### Dataset content ###

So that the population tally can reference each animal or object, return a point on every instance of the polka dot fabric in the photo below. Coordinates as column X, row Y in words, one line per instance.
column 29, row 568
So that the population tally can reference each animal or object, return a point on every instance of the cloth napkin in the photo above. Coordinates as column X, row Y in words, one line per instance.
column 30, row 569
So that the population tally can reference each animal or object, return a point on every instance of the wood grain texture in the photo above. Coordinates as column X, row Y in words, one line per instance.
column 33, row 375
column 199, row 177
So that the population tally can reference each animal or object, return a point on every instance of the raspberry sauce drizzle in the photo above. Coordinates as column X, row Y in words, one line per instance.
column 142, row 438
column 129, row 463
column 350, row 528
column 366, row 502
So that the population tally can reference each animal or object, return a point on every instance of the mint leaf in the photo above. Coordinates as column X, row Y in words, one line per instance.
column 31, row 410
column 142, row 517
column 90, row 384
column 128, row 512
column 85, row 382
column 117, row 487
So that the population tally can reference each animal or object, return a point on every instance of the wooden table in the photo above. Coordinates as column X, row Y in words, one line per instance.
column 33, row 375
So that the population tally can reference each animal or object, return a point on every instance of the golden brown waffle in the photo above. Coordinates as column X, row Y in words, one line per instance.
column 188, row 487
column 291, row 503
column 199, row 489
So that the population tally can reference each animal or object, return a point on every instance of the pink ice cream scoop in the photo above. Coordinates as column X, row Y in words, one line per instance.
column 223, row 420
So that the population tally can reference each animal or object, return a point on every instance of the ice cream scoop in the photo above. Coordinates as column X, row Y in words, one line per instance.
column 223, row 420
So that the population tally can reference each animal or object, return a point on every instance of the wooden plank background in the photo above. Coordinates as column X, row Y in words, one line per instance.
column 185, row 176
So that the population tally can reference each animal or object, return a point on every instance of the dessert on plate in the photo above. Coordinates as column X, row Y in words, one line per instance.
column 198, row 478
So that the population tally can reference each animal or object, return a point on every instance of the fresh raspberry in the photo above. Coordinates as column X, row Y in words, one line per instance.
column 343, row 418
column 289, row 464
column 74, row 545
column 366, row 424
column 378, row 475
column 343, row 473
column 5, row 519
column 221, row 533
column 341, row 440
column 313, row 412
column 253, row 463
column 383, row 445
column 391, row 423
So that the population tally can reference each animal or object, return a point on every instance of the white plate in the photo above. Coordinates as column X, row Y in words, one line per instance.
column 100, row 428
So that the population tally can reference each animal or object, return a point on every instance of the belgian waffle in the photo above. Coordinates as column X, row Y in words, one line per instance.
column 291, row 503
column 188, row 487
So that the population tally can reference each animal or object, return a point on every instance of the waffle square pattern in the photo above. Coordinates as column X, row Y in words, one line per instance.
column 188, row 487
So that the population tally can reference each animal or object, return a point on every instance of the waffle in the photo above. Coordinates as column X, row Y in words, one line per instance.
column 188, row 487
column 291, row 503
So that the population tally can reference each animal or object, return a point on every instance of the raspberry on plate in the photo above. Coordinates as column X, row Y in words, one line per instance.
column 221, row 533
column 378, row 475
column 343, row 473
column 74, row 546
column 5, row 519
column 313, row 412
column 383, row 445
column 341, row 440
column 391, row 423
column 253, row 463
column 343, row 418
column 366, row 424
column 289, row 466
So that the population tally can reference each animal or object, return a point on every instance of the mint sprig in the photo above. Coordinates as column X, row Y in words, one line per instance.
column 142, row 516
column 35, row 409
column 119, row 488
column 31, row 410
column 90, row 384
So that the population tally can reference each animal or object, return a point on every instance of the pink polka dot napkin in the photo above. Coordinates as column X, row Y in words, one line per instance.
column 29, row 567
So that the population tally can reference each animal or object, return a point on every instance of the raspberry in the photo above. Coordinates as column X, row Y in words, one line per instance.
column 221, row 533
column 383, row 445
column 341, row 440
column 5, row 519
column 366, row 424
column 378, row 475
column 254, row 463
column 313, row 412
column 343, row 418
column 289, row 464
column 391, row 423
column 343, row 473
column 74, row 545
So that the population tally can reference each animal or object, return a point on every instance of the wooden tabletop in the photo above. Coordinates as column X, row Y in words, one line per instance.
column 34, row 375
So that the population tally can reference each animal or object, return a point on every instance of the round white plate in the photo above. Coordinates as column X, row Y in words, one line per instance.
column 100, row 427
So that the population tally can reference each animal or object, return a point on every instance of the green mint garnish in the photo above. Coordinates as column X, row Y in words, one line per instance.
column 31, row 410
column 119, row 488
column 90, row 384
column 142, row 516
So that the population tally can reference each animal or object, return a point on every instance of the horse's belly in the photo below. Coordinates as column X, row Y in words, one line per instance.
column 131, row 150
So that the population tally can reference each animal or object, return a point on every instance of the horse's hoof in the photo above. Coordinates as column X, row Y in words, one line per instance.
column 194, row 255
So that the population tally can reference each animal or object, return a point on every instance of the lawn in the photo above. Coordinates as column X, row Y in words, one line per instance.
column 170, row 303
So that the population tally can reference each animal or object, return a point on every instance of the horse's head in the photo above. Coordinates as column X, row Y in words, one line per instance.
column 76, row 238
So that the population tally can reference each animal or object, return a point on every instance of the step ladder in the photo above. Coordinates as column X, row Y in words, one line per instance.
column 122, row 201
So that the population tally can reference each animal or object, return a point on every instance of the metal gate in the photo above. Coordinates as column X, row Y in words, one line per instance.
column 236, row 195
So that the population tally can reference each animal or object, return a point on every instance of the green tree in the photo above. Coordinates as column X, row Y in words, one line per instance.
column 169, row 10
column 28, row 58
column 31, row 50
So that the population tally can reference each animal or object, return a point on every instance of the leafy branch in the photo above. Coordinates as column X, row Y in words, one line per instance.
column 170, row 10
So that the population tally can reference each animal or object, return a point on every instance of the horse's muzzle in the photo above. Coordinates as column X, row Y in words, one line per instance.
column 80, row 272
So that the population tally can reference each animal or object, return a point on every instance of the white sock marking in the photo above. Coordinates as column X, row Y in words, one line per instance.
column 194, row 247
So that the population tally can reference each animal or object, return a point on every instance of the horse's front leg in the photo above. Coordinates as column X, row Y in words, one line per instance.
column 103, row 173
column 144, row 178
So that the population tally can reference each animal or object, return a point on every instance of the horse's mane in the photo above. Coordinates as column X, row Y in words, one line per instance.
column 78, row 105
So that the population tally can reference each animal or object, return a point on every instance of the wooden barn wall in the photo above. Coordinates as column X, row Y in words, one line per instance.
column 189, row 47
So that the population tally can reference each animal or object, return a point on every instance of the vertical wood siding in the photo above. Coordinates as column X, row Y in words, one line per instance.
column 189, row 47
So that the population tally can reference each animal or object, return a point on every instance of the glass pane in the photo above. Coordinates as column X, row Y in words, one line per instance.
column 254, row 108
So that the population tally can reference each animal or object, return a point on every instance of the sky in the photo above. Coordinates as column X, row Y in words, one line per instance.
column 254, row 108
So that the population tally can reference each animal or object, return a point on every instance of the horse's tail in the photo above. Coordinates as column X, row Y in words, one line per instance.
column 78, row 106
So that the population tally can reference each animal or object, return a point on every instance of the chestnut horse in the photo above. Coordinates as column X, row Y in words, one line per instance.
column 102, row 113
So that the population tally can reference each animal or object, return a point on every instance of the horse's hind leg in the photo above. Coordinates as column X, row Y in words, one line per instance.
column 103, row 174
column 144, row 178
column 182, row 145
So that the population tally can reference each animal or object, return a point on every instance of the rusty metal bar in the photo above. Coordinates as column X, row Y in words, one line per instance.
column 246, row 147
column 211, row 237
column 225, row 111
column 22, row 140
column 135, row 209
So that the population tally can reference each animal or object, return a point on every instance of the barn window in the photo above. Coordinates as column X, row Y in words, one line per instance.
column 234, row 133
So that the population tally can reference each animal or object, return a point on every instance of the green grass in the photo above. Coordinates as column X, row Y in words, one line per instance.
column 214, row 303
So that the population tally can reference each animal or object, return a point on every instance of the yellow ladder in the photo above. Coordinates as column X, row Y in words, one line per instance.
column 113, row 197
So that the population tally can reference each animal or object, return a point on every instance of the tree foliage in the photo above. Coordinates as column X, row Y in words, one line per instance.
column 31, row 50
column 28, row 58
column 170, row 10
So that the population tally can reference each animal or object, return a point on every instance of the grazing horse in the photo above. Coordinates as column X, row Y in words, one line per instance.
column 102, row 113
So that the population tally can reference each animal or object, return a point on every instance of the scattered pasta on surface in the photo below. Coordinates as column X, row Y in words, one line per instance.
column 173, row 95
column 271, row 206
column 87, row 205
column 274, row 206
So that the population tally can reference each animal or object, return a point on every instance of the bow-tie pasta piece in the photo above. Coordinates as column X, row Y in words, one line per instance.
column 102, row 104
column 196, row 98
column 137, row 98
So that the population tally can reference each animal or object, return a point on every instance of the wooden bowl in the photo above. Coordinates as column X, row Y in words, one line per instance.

###

What this task involves → Write out again, unchanged, every line from the line containing "of the tree" to the final line of the material above.

Solution for this problem →
So that the population tally can reference each animal or object, return a point on every instance of the tree foliage in the photo above. Coordinates as column X, row Y in words, one line per instance.
column 31, row 50
column 28, row 58
column 170, row 10
So that the population tally can reference each animal or object, return a point on every instance of the grazing horse in the photo above. Coordinates as column X, row Y in words, one line per instance.
column 102, row 113
So that the population tally can reference each animal or object, return a point on every instance of the scattered pasta on surface in the photo below. Coordinates as column X, row Y in words, one line per instance.
column 173, row 95
column 271, row 206
column 87, row 205
column 274, row 206
So that the population tally can reference each animal or object, return a point on every instance of the bow-tie pasta piece in the photo above. Coordinates as column X, row Y in words, one line per instance.
column 102, row 104
column 196, row 98
column 137, row 98
So that the population tally can reference each animal or object, return a point on every instance of the wooden bowl in the photo above. Coordinates as column X, row Y in words, one line per instance.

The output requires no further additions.